Aim of the task: Update the Guns N' Roses concert review by giving everything from "How good were" down to "sold out concert." again, with "horrible" changed to "dreadful".
═══ Document section
Wednesday, July 06, 2016

Welcome Back to the Jungle (Repeatedly): Guns N' Roses Thunderously Reunite with Their Former Glories -- Chicago Concert Review

Concert Review

Guns N' Roses
w/ opening act Alice in Chains
Soldier Field, Chicago
July 1 & 3, 2016

How good were Guns N' Roses Friday night at Soldier Field, 23 years since any of the original members beyond Axl Rose toured with the band?

So good, despite horrible stadium acoustics that resulted in a terribly distracting echo effect where I was sitting--section 326--that I bought myself a ticket to go again on Sunday.

And to sit in roughly the same area (section 324).

Mind you, due to a woefully undersold second show, I bought Sunday's ticket for just $10 + 250% that in Ticketmaster fees, but still about a third of what I paid for Friday's sold out concert.
══════
═══ Extracted records
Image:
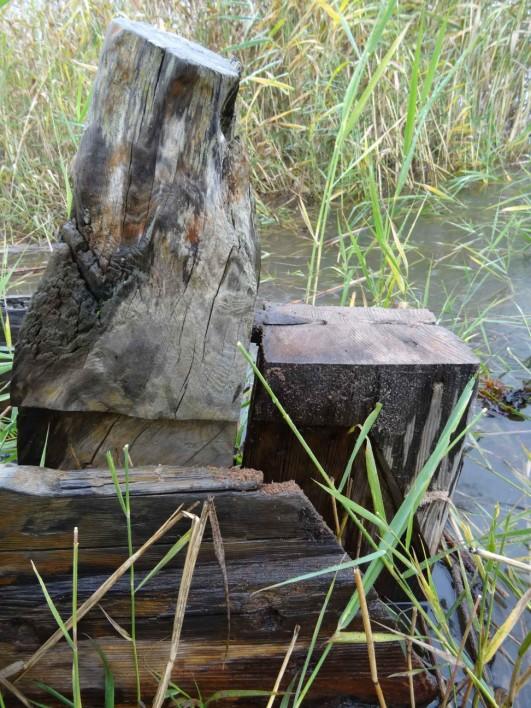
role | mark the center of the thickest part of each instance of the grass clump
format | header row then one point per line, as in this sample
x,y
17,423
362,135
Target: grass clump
x,y
450,98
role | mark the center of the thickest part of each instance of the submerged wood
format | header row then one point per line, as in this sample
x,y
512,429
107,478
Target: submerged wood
x,y
270,533
141,306
329,367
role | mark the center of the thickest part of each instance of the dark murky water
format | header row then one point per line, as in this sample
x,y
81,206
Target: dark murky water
x,y
497,468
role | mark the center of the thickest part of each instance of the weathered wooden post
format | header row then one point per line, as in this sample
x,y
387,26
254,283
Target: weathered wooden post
x,y
131,335
329,367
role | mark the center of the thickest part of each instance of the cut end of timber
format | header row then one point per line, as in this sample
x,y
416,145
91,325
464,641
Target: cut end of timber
x,y
184,49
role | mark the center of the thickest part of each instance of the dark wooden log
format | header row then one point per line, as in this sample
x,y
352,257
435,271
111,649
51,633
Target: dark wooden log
x,y
270,534
329,366
141,306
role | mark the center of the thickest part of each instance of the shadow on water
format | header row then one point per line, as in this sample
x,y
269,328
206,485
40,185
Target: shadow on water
x,y
479,285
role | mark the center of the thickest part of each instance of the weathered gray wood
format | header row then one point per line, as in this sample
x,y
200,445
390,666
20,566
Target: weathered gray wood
x,y
75,439
270,533
329,366
142,304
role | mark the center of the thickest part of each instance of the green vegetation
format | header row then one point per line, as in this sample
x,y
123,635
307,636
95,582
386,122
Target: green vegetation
x,y
415,93
362,115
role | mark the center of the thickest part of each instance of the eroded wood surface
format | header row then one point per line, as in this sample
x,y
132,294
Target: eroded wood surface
x,y
154,282
329,367
270,533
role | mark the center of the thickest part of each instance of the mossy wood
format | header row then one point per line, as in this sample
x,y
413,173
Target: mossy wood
x,y
270,533
137,317
329,367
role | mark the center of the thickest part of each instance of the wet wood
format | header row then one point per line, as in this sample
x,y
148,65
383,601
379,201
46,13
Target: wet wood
x,y
270,533
154,282
329,366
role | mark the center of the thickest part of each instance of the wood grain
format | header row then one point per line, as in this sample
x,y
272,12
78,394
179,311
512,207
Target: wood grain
x,y
271,533
142,304
329,367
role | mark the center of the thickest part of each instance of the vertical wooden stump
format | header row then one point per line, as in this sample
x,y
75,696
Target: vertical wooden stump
x,y
329,367
131,335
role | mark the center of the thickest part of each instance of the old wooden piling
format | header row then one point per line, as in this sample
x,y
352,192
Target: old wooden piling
x,y
329,367
271,533
131,333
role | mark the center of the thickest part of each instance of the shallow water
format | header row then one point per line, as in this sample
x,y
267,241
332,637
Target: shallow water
x,y
502,443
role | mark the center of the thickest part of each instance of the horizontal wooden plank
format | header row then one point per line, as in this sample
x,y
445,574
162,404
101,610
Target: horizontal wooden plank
x,y
36,521
15,566
211,667
82,439
26,620
150,479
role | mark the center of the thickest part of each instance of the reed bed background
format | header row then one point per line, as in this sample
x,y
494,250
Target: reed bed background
x,y
452,98
359,114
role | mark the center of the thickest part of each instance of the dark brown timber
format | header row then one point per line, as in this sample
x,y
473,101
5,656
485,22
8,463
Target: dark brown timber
x,y
270,533
135,322
329,367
══════
Finished answer:
How good were Guns N' Roses Friday night at Soldier Field, 23 years since any of the original members beyond Axl Rose toured with the band?

So good, despite dreadful stadium acoustics that resulted in a terribly distracting echo effect where I was sitting--section 326--that I bought myself a ticket to go again on Sunday.

And to sit in roughly the same area (section 324).

Mind you, due to a woefully undersold second show, I bought Sunday's ticket for just $10 + 250% that in Ticketmaster fees, but still about a third of what I paid for Friday's sold out concert.